**Document extract**
★ ★ ★
Consider a function $f: \mathbb{R} \rightarrow \mathbb{R}$ such that it is continuous.
For any $t \in \mathbb{R}$, let $$I(t) := \frac{\int_{-t}^{t}(f(s))^2ds}{t}$$ and let $$I_0 := \lim_{t \to \infty} \frac{\int_{-t}^{t}(f(s))^2ds}{t}$$
From mean value theorem for integrals, $I(t) = 2(f(c))^2$ for some $c \in (-t,t)$. Since $I_0 = \lim_{t \to \infty}I(t)$ can I say $I_0 = 2(f(c_0))^2$ for some $c_0 \in \mathbb{R}$? I am confused in the step of application of the limit, since mean value theorem requires a compact interval, so can we simply extend this statement to the whole of $\mathbb{R}$?
★ ★ ★
**Input data**
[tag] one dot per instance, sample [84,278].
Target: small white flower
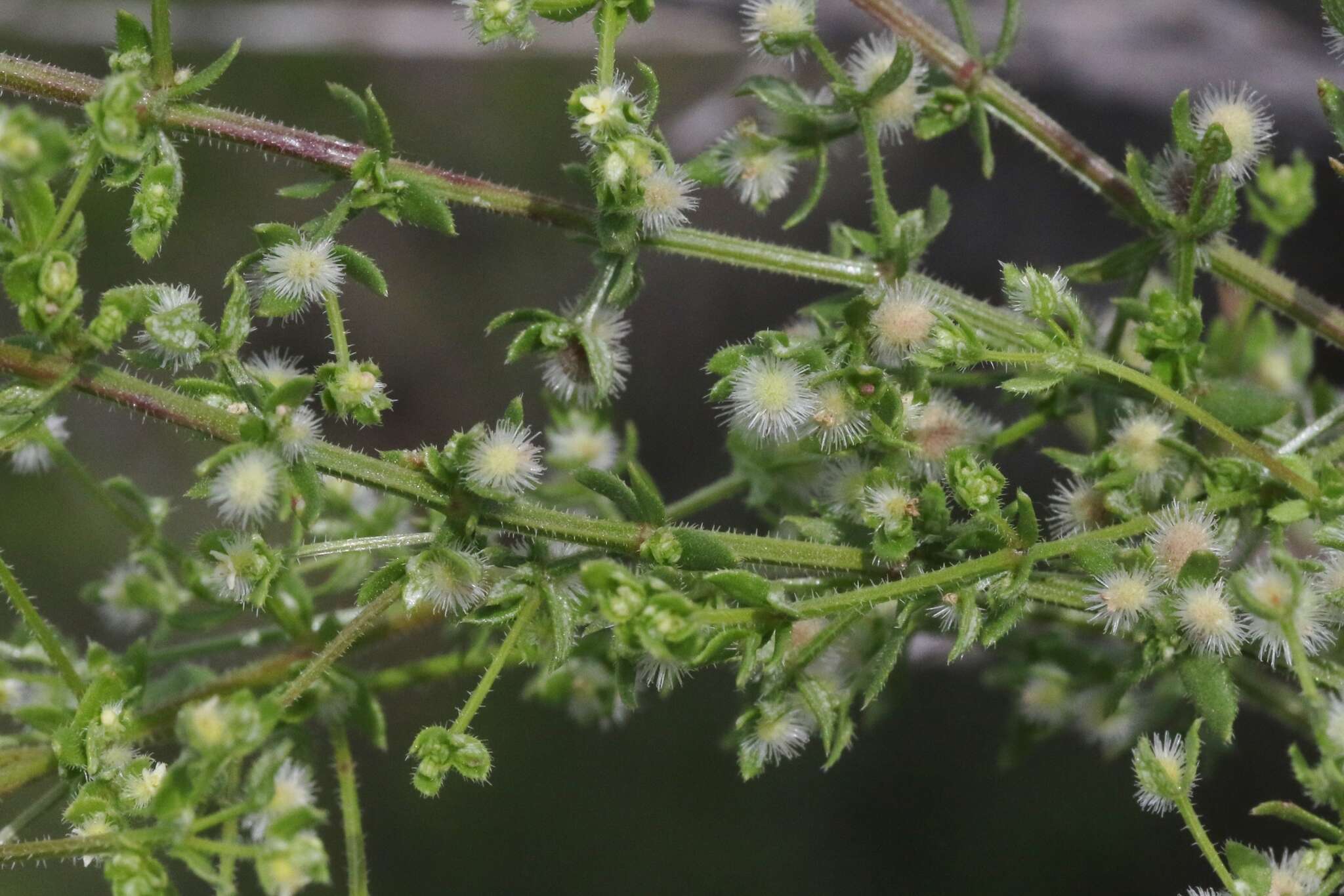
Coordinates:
[1045,699]
[948,610]
[1330,580]
[659,674]
[289,865]
[904,320]
[941,425]
[238,567]
[140,790]
[897,110]
[246,488]
[667,199]
[1076,507]
[173,327]
[451,579]
[768,22]
[1311,615]
[506,460]
[569,371]
[1245,117]
[841,485]
[292,789]
[274,369]
[778,733]
[772,399]
[890,506]
[761,173]
[1210,621]
[1122,597]
[96,825]
[605,109]
[33,456]
[297,432]
[1293,875]
[837,422]
[1334,41]
[582,443]
[1137,441]
[1159,773]
[303,272]
[1182,531]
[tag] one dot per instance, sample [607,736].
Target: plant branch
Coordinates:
[518,516]
[1053,138]
[356,866]
[41,630]
[338,647]
[332,153]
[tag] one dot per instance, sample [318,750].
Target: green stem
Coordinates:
[74,847]
[1050,137]
[42,804]
[973,569]
[341,343]
[1196,830]
[1177,402]
[1301,664]
[356,868]
[483,687]
[883,213]
[160,43]
[1020,429]
[608,30]
[518,516]
[338,647]
[1185,269]
[93,156]
[41,630]
[707,496]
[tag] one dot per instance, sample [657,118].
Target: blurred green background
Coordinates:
[921,805]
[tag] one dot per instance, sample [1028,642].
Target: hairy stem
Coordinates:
[1206,847]
[707,496]
[483,687]
[356,868]
[338,647]
[1049,136]
[41,630]
[1179,403]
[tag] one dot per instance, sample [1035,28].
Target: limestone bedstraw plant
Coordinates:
[1160,593]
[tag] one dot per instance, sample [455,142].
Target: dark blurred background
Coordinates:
[921,804]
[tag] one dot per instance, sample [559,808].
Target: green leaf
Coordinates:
[651,502]
[381,580]
[1286,512]
[1249,865]
[274,234]
[894,75]
[612,488]
[362,268]
[702,550]
[132,33]
[352,102]
[1305,820]
[1244,406]
[306,188]
[1128,262]
[1210,687]
[207,75]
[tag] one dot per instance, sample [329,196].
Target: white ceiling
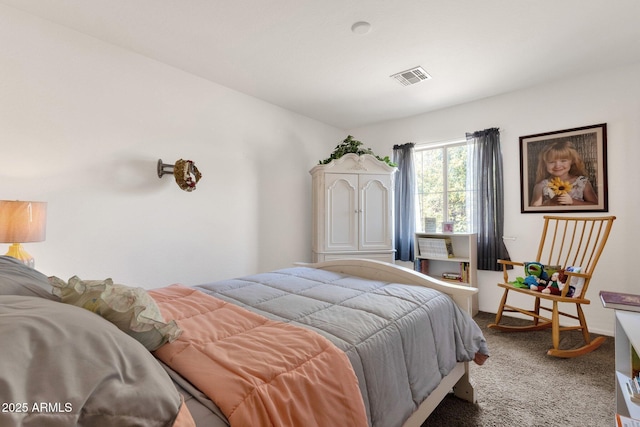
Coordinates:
[302,55]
★ ★ ★
**Parts of the exercise**
1: Translate this sentence from the forum question on the mean value theorem for integrals into Spanish: "Consider a function $f: \mathbb{R} \rightarrow \mathbb{R}$ such that it is continuous."
2: Locate every line of the listing that contains the string "sample" and copy each one out. Case counts.

**Results for the exercise**
1: Considere una función $f: \mathbb{R} \rightarrow \mathbb{R}$ que sea continua.

2:
[tag] one dot per instance, sample [84,278].
[tag] one dot per instance, sample [607,736].
[tag] one dot per instance, sample [318,750].
[tag] one dot per instance, sample [657,118].
[tag] one dot per instance, sample [1028,642].
[tag] one dot per instance, sample [1035,28].
[tag] one dot per instance, sample [455,142].
[tag] one dot per instance, sample [559,808].
[tag] one dot per instance, sample [329,196].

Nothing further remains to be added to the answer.